**STATED TASK 1**. How many lines in the records contain the string "bride" when you tally them with case counting? Reply with the number alone.

>> Begin PAGE

I'm in Richmond, VA, the home of VCU, on Final Four weekend. I'm about to head out to watch the game with a bunch of VCU Ram fanatics. Secretly, I'm rooting for Butler. I say secretly because I don't want to get skinned alive and I have no allegiance to Butler. So to be secretive about it is not compromising any conviction I might have or loyalty to Butler. But if Texas A & M were in the Final Four playing VCU and I withheld my convictions and commitment to rooting for my alma mater, then that would be compromise. I would not be being true to my convictions. I would not be a truthful witness to what is real within me.
I think this has bearing on what it means to be missional. Sometimes we stir people up to "do" something missional but what they are doing is not truthful to who they are. They are "doing" more, i.e. "witnessing" or serving or something of the like, but it not true to their nature. It would be like me going tonight and acting like I have some kind of deep commitment to Butler, when in fact I don't.
1 Peter 3:15 states: "Always be prepared to give an answer to everyone who asks you to give the reason for the hope that you have." The key is to "be" a person who has this hope, that is lives a missional life, and if that is true, we will be called upon to give a reason for that hope. This is what it means to be a "witness." A "witness" is one who tells what is truthful.

>> End PAGE
>> Begin DATA FOR PROCESSING

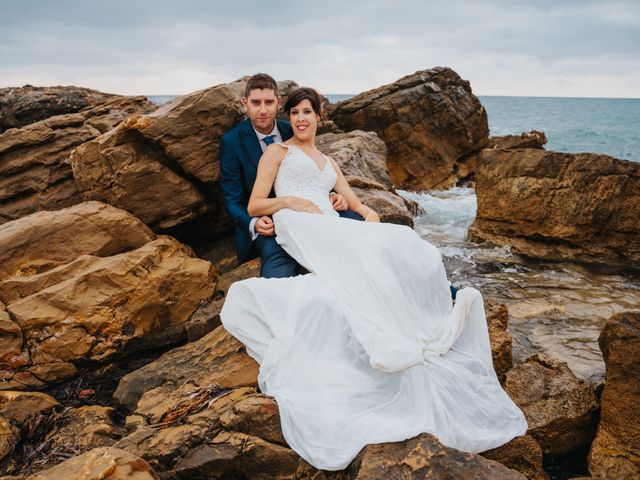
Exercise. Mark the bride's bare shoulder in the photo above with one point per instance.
(274, 153)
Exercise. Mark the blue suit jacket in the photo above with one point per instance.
(239, 154)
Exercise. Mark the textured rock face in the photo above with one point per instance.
(20, 106)
(557, 206)
(34, 160)
(100, 464)
(615, 453)
(114, 288)
(557, 405)
(362, 157)
(424, 457)
(522, 454)
(429, 120)
(501, 342)
(164, 168)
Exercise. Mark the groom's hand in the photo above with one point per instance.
(264, 226)
(338, 202)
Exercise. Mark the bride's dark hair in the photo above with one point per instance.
(304, 93)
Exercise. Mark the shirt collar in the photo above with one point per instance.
(273, 132)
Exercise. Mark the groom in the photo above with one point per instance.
(240, 149)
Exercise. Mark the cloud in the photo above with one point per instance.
(161, 47)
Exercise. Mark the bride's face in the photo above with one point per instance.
(304, 120)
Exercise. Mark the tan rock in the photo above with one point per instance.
(93, 307)
(41, 241)
(84, 428)
(34, 171)
(254, 414)
(501, 342)
(217, 358)
(532, 139)
(558, 406)
(522, 454)
(104, 463)
(24, 105)
(9, 437)
(615, 452)
(232, 454)
(19, 406)
(424, 457)
(559, 206)
(429, 120)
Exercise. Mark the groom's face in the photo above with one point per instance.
(262, 106)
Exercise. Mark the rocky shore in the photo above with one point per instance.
(115, 257)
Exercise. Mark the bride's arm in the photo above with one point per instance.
(342, 187)
(259, 203)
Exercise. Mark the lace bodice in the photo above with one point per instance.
(299, 176)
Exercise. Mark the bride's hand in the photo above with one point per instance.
(302, 205)
(372, 216)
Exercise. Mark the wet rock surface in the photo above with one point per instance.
(429, 120)
(615, 452)
(558, 406)
(559, 206)
(35, 173)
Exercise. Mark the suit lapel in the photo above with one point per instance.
(251, 144)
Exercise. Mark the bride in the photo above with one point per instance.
(367, 347)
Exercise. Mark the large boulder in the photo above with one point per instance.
(20, 106)
(522, 454)
(429, 120)
(95, 283)
(615, 452)
(501, 341)
(424, 457)
(558, 406)
(176, 151)
(103, 463)
(34, 160)
(362, 157)
(559, 206)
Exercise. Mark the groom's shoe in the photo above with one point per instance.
(454, 291)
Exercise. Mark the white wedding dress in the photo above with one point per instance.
(367, 348)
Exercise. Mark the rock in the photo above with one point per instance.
(522, 454)
(429, 121)
(615, 452)
(559, 206)
(20, 106)
(175, 149)
(532, 139)
(84, 428)
(205, 319)
(12, 352)
(254, 414)
(424, 457)
(362, 157)
(391, 207)
(115, 293)
(558, 406)
(9, 437)
(100, 464)
(501, 342)
(40, 242)
(236, 455)
(35, 173)
(216, 358)
(19, 406)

>> End DATA FOR PROCESSING

**STATED TASK 2**. In the post on being missional, can you switch every "hope" to "faith" and write out the stretch from "I think this" through "what is truthful." with that change?

**RESPONSE 1**. 6

**RESPONSE 2**.
I think this has bearing on what it means to be missional. Sometimes we stir people up to "do" something missional but what they are doing is not truthful to who they are. They are "doing" more, i.e. "witnessing" or serving or something of the like, but it not true to their nature. It would be like me going tonight and acting like I have some kind of deep commitment to Butler, when in fact I don't.
1 Peter 3:15 states: "Always be prepared to give an answer to everyone who asks you to give the reason for the faith that you have." The key is to "be" a person who has this faith, that is lives a missional life, and if that is true, we will be called upon to give a reason for that faith. This is what it means to be a "witness." A "witness" is one who tells what is truthful.